Quando uma aluna tentava ajustar a área de gráfico para as funções do problema 3:

 

 

foi orientada para que consultasse a tabela de valores da função que o próprio software fornecia. Então a aluna perguntou em tom de exclamação:

            F: - Eu posso pegar esses números?

            Pe: - Sim; a tabela faz você ver porque o gráfico não está aparecendo. Porque ele precisava desses números, e olha o seu onde está!

            E na seqüência do diálogo a aluna disse: 

            F: - Mas ... não é melhor fazer na mão e depois passar para cá [para o computador]? Ou não?

            Em outro diálogo desta mesma aula um aluno perguntou:

            G: - Aqui não precisa fazer conta? É só localizar no gráfico e responder?

            Outras respostas dadas pelos alunos, em outros momentos, ao serem orientados a obter as respostas pelo Winplot, foram:

            I: - Só isso [que é para fazer]?

e

            J: - Então, mas eu quero saber sem o Winplot!

            Conforme se tem salientado em muitos trabalhos, relacionar aspectos algébricos e gráficos é uma prática recomendável, que pode auxiliar os alunos a ampliar suas compreensões a respeito de determinados conceitos relacionados a funções. Entretanto, é procedente destacar que a aluna que proferiu esta última fala não tinha, ainda, resolvido o problema no computador. Ela queria não só, saber como fazer "sem o Winplot", mas queria fazer primeiro sem ele.

+ + + + + + +

◆ Tarefas
#1 Você pode reescrever a listagem abaixo inteira como uma lista numerada, sem as linhas em branco? Deixe as imagens de fora da resposta.
#2 Como você daria continuidade ao trecho sobre as falas dos alunos diante do Winplot, a partir de onde ele termina?

◆ Listagem fornecida
+ + + + + + +

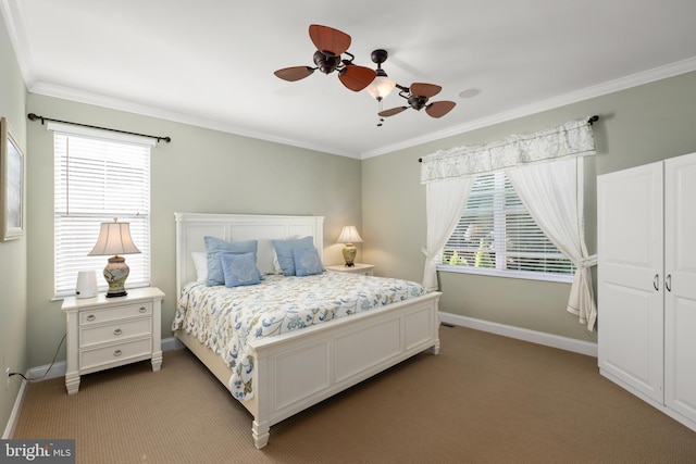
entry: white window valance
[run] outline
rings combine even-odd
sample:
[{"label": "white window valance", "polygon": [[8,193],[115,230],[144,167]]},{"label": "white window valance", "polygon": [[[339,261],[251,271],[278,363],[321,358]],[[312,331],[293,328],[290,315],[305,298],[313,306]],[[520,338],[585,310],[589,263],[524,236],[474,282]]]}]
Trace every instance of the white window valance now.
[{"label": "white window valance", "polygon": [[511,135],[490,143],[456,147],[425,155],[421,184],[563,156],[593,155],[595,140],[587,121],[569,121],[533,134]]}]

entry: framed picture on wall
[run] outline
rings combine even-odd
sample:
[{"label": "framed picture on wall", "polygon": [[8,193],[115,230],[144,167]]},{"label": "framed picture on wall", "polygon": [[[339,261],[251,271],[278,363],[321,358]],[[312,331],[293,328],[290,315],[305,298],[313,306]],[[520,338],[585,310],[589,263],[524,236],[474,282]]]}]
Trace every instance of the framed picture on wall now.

+ + + + + + +

◆ Respostas do exercício
#1
1. entry: white window valance
2. [run] outline
3. rings combine even-odd
4. sample:
5. [{"label": "white window valance", "polygon": [[8,193],[115,230],[144,167]]},{"label": "white window valance", "polygon": [[[339,261],[251,271],[278,363],[321,358]],[[312,331],[293,328],[290,315],[305,298],[313,306]],[[520,338],[585,310],[589,263],[524,236],[474,282]]]}]
6. Trace every instance of the white window valance now.
7. [{"label": "white window valance", "polygon": [[511,135],[490,143],[456,147],[425,155],[421,184],[563,156],[593,155],[595,140],[587,121],[569,121],[533,134]]}]
8. entry: framed picture on wall
9. [run] outline
10. rings combine even-odd
11. sample:
12. [{"label": "framed picture on wall", "polygon": [[8,193],[115,230],[144,167]]},{"label": "framed picture on wall", "polygon": [[[339,261],[251,271],[278,363],[321,358]],[[312,331],[293,328],[290,315],[305,298],[313,306]],[[520,338],[585,310],[589,263],[524,236],[474,282]]]}]
13. Trace every instance of the framed picture on wall now.

#2
            Nestes episódios apresentados, e em muitos outros momentos, os alunos expressaram sua concepção de que para resolver um problema é preciso "fazer contas". Eles se mostraram bastante receosos em responder às solicitações dos problemas apresentando apenas as conclusões obtidas pela observação e interpretação de gráficos. E não só isso. Em geral achavam que isso era muito pouco trabalho para resolver um problema. Mostraram-se admirados pelo fato de terem obtido a resposta somente a partir do gráfico e de sua interpretação. As expressões: - Só isso [que é para fazer]? e - Não precisa fazer conta? e - Então é só responder se é RA ou RB? E o cálculo? e outras desta natureza estiveram muito presentes. Na afirmação: - Mas eu quero saber sem o Winplot! o tom da aluna sugere, inclusive, uma certa falta de confiança nos resultados ou conclusões obtidas somente a partir da análise dos gráficos. Esta aluna, também em outras ocasiões, demonstrou que se sente insegura em não realizar algum cálculo, ou algum trabalho algébrico adicional, que desse sustentação e confirmasse o que obtivera pelo Winplot.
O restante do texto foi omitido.